| WHAT YOU HAVE TO DO |
Please repeat all of the listing exactly.

| DATA RECORDS |
▬▬▬▬▬▬

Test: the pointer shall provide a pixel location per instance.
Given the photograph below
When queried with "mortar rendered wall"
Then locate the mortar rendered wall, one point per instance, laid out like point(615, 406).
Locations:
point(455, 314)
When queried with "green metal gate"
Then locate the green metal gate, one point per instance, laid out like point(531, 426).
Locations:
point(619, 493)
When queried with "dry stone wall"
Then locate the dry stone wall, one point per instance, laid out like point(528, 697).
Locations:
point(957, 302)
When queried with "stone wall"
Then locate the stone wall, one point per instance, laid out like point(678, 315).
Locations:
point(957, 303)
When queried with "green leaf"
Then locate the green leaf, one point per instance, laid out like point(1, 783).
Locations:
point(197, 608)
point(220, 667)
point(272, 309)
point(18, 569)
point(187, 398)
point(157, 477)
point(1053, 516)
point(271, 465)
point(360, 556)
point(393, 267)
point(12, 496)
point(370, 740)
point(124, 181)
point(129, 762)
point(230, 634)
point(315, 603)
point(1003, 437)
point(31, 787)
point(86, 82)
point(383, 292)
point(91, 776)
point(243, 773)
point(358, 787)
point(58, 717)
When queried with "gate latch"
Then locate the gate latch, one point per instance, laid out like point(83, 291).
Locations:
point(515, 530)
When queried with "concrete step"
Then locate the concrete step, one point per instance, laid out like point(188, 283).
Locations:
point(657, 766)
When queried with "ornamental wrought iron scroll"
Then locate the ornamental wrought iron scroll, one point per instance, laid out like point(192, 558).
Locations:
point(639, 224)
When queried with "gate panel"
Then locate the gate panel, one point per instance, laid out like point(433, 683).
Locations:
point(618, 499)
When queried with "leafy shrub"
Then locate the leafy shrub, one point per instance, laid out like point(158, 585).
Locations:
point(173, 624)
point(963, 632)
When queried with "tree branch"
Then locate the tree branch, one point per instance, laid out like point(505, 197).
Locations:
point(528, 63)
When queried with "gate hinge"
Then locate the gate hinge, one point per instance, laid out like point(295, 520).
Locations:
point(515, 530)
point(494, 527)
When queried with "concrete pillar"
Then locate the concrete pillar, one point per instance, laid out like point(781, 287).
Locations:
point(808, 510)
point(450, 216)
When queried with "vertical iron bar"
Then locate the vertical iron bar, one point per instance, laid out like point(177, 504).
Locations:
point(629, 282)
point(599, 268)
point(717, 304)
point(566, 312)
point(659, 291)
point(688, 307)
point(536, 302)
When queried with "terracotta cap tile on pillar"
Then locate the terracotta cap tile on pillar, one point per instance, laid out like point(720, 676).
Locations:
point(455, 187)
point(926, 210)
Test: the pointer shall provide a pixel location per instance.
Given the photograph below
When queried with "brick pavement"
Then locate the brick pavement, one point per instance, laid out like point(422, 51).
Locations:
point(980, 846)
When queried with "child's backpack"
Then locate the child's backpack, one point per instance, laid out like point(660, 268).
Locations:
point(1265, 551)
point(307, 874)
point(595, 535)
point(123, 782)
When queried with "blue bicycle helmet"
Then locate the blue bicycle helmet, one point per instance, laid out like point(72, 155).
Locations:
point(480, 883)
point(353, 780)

▬▬▬▬▬▬

| REPLY |
Test: the pointer shall provide a pixel location per instance.
Given the photograph below
When queried with "mortar rendered wall"
Then locate the mortar rendered wall, one point per instance, laid out like point(615, 406).
Locations:
point(455, 314)
When queried with "green metal gate"
Then locate the green metal gate, one point per instance, laid out like point(531, 426).
Locations:
point(619, 493)
When queried with "dry stone wall"
Then locate the dry stone wall, one point per instance, laid out like point(528, 697).
Locations:
point(957, 302)
When queried with "stone wall"
Then locate the stone wall, one point per instance, laid out like point(678, 315).
Locations:
point(957, 303)
When queried with "green leaf"
Then locate the green leaf, one point per instance, laid out like point(1, 783).
Locations:
point(197, 608)
point(220, 667)
point(272, 309)
point(18, 569)
point(187, 398)
point(157, 477)
point(1053, 516)
point(271, 465)
point(360, 556)
point(393, 267)
point(12, 496)
point(370, 740)
point(124, 181)
point(129, 762)
point(230, 634)
point(315, 603)
point(1003, 437)
point(31, 787)
point(86, 82)
point(383, 292)
point(91, 776)
point(243, 773)
point(358, 787)
point(58, 717)
When queried with "gate latch"
Then locate the gate latch, one point per instance, laid out like point(83, 291).
Locations:
point(515, 530)
When queried with "concrete step"
Then locate the concrete step, one point per instance, laid out like point(188, 283).
Locations:
point(657, 766)
When queried with "ornamental wrought iron scroll"
Then locate the ornamental wrought iron scroll, one point per instance, laid out like point(192, 558).
Locations:
point(639, 224)
When queried with "gate panel"
Then locate the gate panel, one point per instance, laid out like point(433, 683).
Locations:
point(618, 499)
When queried with "leafy shrub"
Then locate the leafy shrub, one point per instance, laid out like point(158, 585).
Locations:
point(173, 624)
point(963, 632)
When queried with "tree branch"
Then locate the tree branch, one point per instance, laid out like point(505, 197).
Locations:
point(528, 63)
When queried with "gate hinge"
Then locate the gate hinge, one point per instance, laid out like point(295, 520).
Locations:
point(515, 530)
point(494, 527)
When queried with "concrete pillar"
Then locate the concrete pillar, one point per instance, laid out like point(781, 287).
Locations:
point(808, 510)
point(450, 216)
When queried with "vertical iron bar"
Then locate the vertical iron bar, one point per instance, laid out like point(177, 504).
Locations:
point(629, 282)
point(599, 268)
point(717, 304)
point(566, 312)
point(659, 291)
point(688, 307)
point(536, 302)
When queried with "terracotta cap tile on pillar"
Then locate the terracotta cap tile on pillar, one point per instance, laid out like point(720, 676).
Locations:
point(455, 187)
point(926, 210)
Test: the pointer shall provide a pixel location per instance.
Given the photograph below
When queried with "brick pavement"
Then locate the brick pavement, one point per instance, laid out like point(422, 51).
Locations:
point(980, 846)
When queried with "child's backpack"
Then locate the child's backpack, one point per instance, laid out like point(660, 268).
Locations:
point(1265, 551)
point(307, 874)
point(595, 535)
point(123, 782)
When queried with "blue bicycle helmet"
Then locate the blue bicycle helmet, one point per instance, laid out like point(72, 155).
Locations:
point(480, 883)
point(353, 780)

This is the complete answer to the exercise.